**Problem to solve**
Print all of the rows below verbatim, omitting the pictures.

**Input data**
━━━━━━━━━━
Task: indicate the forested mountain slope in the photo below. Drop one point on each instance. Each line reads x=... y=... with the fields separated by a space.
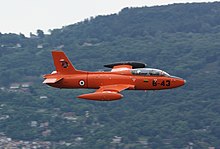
x=182 y=39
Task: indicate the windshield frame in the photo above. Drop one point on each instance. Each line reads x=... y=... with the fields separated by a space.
x=149 y=72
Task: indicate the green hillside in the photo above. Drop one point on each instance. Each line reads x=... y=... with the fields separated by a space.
x=182 y=39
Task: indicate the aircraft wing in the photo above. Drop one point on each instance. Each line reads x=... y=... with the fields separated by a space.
x=107 y=93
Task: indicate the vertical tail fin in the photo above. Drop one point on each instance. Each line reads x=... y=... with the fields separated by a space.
x=62 y=63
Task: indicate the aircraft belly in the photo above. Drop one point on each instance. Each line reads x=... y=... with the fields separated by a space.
x=97 y=80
━━━━━━━━━━
**Full output**
Task: indicate the forested mountain slope in the photo below. Drop one point on each instance. Each line reads x=... y=... with the fields separated by a space.
x=182 y=39
Task: indicate the windshield frame in the photo above. Drop one point on each instance. Each line reads x=... y=... with the fields separated by a space.
x=149 y=72
Task: indicate the green hillside in the photo above. Drop one point on each instance. Each line reads x=... y=... with the fields separated by a space.
x=182 y=39
Task: indicate the aircraft wing in the photo above. Drop one point on each instance. Each line reads x=... y=... with the fields separated by a space.
x=107 y=93
Task: indicate the vertical tail fin in the photo above. Drop one point on each instance. Each line reads x=... y=... with the fields separated by a space.
x=62 y=63
Task: indicate the aircraft belly in the photo above. Drop one point on each instance. Each line reads x=... y=... with the fields separated by a space.
x=97 y=80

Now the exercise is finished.